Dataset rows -
========================================
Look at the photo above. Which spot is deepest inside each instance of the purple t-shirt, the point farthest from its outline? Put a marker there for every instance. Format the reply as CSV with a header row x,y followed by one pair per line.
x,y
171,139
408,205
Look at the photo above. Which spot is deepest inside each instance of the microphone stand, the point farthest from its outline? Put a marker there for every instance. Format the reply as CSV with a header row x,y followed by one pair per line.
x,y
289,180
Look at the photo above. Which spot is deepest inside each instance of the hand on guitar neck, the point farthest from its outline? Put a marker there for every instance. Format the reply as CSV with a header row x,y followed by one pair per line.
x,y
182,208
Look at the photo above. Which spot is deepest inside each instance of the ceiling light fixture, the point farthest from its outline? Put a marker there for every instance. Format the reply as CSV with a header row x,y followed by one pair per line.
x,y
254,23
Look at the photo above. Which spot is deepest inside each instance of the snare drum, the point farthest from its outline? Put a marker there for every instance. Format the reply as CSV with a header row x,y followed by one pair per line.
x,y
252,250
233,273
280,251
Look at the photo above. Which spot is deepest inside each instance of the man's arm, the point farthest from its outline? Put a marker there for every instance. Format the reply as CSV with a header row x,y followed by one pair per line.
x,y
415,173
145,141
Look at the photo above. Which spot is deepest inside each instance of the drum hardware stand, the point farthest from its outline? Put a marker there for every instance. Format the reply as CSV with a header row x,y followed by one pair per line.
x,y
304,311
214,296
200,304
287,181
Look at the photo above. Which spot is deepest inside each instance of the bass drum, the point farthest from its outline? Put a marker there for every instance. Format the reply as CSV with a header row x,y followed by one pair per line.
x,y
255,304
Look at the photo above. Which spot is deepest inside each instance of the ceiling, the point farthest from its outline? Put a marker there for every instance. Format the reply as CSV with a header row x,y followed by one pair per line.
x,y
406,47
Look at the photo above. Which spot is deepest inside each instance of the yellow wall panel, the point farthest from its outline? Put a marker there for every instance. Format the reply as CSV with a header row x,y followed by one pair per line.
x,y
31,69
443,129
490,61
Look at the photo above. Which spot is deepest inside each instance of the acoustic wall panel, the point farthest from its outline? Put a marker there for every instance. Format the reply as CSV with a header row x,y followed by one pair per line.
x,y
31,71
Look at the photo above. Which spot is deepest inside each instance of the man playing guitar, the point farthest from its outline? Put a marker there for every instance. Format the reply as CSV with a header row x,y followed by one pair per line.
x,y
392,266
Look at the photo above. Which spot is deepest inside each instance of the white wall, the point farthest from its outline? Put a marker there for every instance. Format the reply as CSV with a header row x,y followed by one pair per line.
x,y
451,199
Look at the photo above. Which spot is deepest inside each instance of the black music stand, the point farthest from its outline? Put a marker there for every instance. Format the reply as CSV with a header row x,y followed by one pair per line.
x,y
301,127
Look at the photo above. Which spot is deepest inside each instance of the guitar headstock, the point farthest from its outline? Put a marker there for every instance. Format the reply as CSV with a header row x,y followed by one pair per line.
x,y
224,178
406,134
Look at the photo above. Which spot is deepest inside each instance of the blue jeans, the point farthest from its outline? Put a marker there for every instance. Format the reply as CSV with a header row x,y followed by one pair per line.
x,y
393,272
========================================
WHAT YOU SHOULD DO - Return the listing above in its exact form.

RESULT OF THIS EXERCISE -
Look at the photo above. Which spot is deepest inside each instance of the purple t-shirt, the point farthest from its outline? Put a marker there for every instance. Format the reply as CSV with a header row x,y followed by one pair per line.
x,y
171,139
408,205
Look at the photo above. Which spot is deepest inside each instance of the microphone stand, the point farthest from its outline? Put a marker there for every instance. Format the reply as CSV with a header row x,y followed by one pair per line.
x,y
289,180
Look at the photo above. Which spot is deepest inside each instance of the hand on guitar neck, the point farthest from its outline? Put a marker there for every instance. Format the reply as CSV with a header row x,y followed by one pair per line.
x,y
182,208
Look at the photo above. Which spot is deepest inside each instance of the ceiling light fixture, the point farthest from its outline? Put a marker there for every instance. Format the reply as CSV with a header row x,y followed by one pair per line.
x,y
254,23
Look at the photo above. Which spot is deepest inside each instance of the snare drum, the point farthest from its outline? Put a marker there for every instance. Format the reply as CSV with a header row x,y followed by one pair per line.
x,y
252,250
233,273
280,251
Look at the photo above. Which spot is deepest inside each instance of the man's arm, the point farthest from its outline? Put a marker there for every instance. Format the reply as CSV with a header row x,y followed by one pair per line.
x,y
415,173
145,141
Look at the photo above. Which spot is deepest inside each instance of the drum hardware stand, the point farthest from its outline? Put a marker there for every instance. Format the reply as CSV with a header row x,y followed by one pair per line.
x,y
304,311
214,296
200,304
287,181
Look at the photo above. Which spot is deepest inside each instance of the bass drum, the point farthest from its outline? Put a marker there for every instance. Format the reply as CSV with a header row x,y followed by one pair per line.
x,y
255,304
Look at the photo above. Which spot is deepest inside each instance of the ceiling, the point farthest from its outline? Put a marker there for every instance. Format the reply as CSV with a header row x,y followed by one pair per line.
x,y
406,47
Look at the photo above. Which spot is deepest inside each instance of the yellow wall panel, the point farthest from its outline? Put a marker there for every instance. Format the reply as CSV with a header row x,y followed by one pair per line.
x,y
31,69
443,129
490,61
Look at the photo above. Which spot is deepest inside each instance of the acoustic wall panel, the point farthest from its outline? Put a marker there for every instance. Format the reply as CSV with a header row x,y followed by one pair per line.
x,y
31,71
Look at the photo above. Which spot is deepest inside each instance of the man playing guitar, the point farthest from its outline? Put a marker there for every instance. Format the reply as CSV with a header row x,y followed by one pair per line.
x,y
392,266
Look at the photo above. Which spot is deepest inside each instance of the white wall, the point farthest from its outline? Put a marker there for every instance. Format the reply as CSV with a header row x,y followed by one pair per line.
x,y
451,199
Look at the photo above. Which spot is deepest inside each instance of the black music stand, the point farthest from its outline? Put a marker there for every instance. Format the reply as CSV with a header row x,y followed by one pair per line.
x,y
301,127
Look at the photo above. Which spot is deepest inside each instance of the guitar headstock, the point farthest from its outline? Put a marker there for every instance. Format the reply as CSV with a header row x,y followed by one pair per line.
x,y
224,178
406,134
Look at the photo above. Which spot is deepest inside each instance of the blue jeans, the point farthest from its outline? Put a marker there for every instance. Format the reply as CSV with a header row x,y followed by one pair per line.
x,y
393,272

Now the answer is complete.